→ **Seu objetivo**: Transcreva, sem nenhuma alteração, o trecho do texto sobre a missão franciscana em Manaus que vai de "Neste contexto, os" até "contexto socio-eclesial apresenta.", inclusive.

→ **Documento de origem**:
Missão Franciscana em Manaus
A missão franciscana tem seu passo e característica fundamental na fraternidade, pois, enquanto seguidores de São Francisco, “vivendo nas fraternidades locais, desejam servir as comunidades cristãs e querem amparar essas mesmas […], no mundo que lhes é próprio, em sua missão apostólica.” (FFB, 2001). Sendo a fraternidade o primeiro anúncio de evangelização, os frades sempre buscaram atender as necessidades que clamam na realidade local, e isto não é diferente no território amazonense. Os frades estão presente no meio do povo, participando de pastorais e envolvidos nos projetos da Igreja. Nesses serviços o frade é chamado a ser um instrumento de diálogo que “é fonte e caminho de paz”, e que “implica numa saída de si e entrada no mundo do outro.” (CASBA, 2009, p. 11).
Neste contexto, os frades de profissão temporária mediante aos estudos filosóficos, são instruídos a assumir “progressivamente a responsabilidade de sua missão eclesial e social, em sintonia com o carisma franciscano, com os próprios dons e aspirações e com as necessidades do povo de Deus.” (OFM, 2003, p. 68). Com isso, os frades, em plena comunhão entre estudo e missão, buscam formar um “espírito missionário, a fim de se preparar para a missão evangelizadora na Amazônia e no mundo.” (CASBA, 2009, p. 28). Uma forma ideal de atender as necessidades que o contexto socio-eclesial apresenta.
Por conta do surto de Covid-19, desde o início do ano passado (2020), ficaram “parados” os projetos, as pastorais e quase todas as atividades. Mesmo assim, abriram-se outros meios e portas (recordamos as portas fechadas relatadas nos evangelhos) para anunciar a Palavra de Deus neste período configurado como “catastrófico” e pandêmico. Por meio do uso das mídias sociais tornaram-se possíveis as transmissões das missas; partilha bíblicas através da Leitura Orante, encontros vocacionais e reuniões. Agora, com o avanço da vacinação e a diminuição de contaminação e mortes pelo coronavírus, estão sendo retomadas, observando os critérios e protocolos de prevenção, as pastorais, as missas com participação do povo e os projetos. Em tudo isso vê-se que a missão é um gesto de amor e preocupação com a vida de todos. Na fraternidade interagem o campo da missão e da formação e unem-se num só movimento vida pastoral e fraterna.

Registros extraídos de uma coleção
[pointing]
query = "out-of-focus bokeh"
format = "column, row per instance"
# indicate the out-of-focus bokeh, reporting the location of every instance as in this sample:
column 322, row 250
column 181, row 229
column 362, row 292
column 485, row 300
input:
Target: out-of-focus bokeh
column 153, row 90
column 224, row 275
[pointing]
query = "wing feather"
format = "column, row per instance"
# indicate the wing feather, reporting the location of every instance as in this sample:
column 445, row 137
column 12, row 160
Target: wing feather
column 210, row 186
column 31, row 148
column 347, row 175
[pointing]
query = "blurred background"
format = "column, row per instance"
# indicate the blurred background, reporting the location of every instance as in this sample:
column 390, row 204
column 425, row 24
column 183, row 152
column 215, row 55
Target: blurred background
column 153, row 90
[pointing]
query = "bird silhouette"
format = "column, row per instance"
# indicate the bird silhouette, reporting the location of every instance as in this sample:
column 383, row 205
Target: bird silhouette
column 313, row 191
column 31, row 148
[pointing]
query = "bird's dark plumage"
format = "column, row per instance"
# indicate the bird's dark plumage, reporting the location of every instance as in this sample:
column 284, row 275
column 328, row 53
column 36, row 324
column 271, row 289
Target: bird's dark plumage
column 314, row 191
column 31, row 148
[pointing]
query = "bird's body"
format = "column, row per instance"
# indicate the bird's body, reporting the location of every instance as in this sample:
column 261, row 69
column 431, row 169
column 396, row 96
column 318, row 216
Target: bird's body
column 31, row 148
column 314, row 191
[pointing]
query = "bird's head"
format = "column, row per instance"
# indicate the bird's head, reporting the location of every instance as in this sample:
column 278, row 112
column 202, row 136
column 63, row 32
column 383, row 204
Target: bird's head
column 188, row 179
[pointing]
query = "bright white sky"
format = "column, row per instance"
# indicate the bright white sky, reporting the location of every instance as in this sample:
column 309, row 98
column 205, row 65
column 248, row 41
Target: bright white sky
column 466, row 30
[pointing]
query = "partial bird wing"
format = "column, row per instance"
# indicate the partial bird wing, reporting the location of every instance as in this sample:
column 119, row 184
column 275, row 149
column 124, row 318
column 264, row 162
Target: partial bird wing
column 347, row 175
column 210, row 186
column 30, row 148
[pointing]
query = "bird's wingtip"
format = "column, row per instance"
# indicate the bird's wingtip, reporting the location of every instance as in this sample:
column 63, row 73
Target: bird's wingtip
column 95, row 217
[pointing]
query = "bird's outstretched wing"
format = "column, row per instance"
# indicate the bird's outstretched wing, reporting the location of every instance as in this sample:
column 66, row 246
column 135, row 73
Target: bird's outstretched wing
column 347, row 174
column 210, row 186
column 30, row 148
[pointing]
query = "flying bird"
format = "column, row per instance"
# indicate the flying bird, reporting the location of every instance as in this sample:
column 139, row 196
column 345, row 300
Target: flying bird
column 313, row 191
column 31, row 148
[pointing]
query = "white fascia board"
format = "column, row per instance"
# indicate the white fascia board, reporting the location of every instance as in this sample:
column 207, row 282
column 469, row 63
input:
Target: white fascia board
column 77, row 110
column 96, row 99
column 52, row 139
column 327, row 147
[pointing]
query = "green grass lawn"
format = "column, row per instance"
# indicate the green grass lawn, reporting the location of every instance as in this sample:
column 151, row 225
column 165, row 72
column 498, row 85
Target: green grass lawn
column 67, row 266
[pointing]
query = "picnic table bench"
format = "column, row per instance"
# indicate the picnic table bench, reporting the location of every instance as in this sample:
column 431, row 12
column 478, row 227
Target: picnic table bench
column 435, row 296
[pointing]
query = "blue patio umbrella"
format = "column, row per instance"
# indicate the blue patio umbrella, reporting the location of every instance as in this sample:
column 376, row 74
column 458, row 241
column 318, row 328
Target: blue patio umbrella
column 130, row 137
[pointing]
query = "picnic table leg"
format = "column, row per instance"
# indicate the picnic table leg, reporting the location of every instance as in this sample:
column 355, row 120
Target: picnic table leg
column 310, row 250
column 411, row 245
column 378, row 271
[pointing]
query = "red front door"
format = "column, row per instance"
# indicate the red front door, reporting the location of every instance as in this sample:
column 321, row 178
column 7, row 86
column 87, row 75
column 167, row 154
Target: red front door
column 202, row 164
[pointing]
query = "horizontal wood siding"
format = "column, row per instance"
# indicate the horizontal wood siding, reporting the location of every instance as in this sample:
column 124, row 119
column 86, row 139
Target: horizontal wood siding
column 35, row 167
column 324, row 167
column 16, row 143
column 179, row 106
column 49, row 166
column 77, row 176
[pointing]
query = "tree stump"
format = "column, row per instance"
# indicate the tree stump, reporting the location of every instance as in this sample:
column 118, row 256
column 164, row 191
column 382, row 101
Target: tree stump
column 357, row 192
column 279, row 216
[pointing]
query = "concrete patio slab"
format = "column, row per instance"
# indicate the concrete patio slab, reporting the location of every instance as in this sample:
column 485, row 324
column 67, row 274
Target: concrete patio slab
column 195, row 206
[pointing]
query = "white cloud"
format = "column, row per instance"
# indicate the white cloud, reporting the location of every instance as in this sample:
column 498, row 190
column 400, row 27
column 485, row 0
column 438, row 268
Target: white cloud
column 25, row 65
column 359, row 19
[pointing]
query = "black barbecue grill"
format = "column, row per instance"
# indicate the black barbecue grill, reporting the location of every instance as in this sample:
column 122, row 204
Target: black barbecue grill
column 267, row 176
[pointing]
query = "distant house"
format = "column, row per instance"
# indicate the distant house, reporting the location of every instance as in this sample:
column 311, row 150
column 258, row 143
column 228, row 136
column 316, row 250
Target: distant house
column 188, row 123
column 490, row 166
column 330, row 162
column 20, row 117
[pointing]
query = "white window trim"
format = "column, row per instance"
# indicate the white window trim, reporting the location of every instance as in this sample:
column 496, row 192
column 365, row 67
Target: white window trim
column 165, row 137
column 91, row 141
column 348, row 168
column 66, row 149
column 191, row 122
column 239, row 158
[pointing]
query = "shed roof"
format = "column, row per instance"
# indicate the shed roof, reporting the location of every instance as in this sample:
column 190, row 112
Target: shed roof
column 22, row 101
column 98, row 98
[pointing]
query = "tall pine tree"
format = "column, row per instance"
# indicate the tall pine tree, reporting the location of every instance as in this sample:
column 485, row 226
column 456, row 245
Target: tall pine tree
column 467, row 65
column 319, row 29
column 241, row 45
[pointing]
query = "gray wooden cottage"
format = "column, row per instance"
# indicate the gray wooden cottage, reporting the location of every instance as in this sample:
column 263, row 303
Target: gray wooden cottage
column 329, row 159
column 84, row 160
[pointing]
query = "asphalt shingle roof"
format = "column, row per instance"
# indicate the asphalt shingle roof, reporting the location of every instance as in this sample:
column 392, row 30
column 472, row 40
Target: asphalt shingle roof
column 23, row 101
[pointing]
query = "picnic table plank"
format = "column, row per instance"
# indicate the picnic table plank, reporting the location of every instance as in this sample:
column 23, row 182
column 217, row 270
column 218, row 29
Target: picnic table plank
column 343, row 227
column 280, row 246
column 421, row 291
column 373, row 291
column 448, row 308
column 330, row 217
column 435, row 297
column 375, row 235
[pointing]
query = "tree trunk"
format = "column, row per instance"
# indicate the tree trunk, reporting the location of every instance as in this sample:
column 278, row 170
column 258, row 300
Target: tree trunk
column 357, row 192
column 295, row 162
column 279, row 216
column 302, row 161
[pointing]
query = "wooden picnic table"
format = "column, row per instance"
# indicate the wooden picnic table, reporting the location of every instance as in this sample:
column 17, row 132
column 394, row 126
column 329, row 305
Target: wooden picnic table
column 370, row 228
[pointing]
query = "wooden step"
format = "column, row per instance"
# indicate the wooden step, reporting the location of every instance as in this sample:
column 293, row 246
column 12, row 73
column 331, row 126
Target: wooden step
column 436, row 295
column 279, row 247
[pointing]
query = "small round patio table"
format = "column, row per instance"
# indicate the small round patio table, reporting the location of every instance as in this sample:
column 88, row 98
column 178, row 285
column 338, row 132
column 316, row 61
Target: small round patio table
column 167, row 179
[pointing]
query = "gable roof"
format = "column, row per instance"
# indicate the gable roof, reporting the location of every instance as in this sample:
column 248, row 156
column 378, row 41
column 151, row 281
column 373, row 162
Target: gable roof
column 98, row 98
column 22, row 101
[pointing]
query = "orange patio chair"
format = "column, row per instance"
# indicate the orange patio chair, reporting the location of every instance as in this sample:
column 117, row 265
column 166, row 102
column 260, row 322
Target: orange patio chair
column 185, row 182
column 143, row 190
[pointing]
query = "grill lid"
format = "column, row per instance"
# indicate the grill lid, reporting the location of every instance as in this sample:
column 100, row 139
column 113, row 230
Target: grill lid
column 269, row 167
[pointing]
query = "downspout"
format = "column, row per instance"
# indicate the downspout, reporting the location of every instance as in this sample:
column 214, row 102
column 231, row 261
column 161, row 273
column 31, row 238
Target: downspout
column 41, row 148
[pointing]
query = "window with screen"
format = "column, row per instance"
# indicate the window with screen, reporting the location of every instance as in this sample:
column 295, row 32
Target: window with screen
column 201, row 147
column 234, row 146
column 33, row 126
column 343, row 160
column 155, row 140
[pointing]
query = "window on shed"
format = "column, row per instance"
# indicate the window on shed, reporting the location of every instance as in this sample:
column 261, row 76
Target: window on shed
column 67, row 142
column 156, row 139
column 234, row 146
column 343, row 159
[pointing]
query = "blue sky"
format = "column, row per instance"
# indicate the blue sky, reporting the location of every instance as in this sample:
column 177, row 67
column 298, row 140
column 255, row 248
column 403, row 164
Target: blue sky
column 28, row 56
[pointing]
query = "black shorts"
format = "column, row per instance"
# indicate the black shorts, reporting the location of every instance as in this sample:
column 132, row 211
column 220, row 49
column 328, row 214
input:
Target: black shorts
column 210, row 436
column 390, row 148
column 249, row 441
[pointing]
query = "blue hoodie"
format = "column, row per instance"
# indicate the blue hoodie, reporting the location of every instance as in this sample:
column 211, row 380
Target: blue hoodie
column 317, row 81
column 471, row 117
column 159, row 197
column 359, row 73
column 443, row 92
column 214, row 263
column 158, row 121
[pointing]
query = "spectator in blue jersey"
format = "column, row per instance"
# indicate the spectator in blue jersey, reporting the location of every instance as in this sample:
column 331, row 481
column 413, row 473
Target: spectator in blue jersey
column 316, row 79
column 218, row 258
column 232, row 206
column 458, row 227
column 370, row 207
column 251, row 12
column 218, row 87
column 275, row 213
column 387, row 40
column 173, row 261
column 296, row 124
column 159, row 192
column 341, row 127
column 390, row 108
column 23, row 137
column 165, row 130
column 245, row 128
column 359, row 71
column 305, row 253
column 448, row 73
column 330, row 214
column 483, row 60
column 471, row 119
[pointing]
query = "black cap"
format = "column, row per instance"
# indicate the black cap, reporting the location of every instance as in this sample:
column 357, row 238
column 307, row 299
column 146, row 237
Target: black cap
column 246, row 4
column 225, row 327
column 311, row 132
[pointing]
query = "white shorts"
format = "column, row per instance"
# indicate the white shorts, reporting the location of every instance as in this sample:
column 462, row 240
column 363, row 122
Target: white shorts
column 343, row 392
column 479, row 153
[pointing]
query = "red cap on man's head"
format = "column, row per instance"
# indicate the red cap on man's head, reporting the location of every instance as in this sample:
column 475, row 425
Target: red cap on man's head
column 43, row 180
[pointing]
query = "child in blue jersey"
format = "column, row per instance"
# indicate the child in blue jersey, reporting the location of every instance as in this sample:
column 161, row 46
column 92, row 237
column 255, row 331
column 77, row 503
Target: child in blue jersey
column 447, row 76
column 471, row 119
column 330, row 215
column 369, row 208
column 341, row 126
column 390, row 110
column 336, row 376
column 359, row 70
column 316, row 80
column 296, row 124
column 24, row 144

→ **Solução do exercício**:
Neste contexto, os frades de profissão temporária mediante aos estudos filosóficos, são instruídos a assumir “progressivamente a responsabilidade de sua missão eclesial e social, em sintonia com o carisma franciscano, com os próprios dons e aspirações e com as necessidades do povo de Deus.” (OFM, 2003, p. 68). Com isso, os frades, em plena comunhão entre estudo e missão, buscam formar um “espírito missionário, a fim de se preparar para a missão evangelizadora na Amazônia e no mundo.” (CASBA, 2009, p. 28). Uma forma ideal de atender as necessidades que o contexto socio-eclesial apresenta.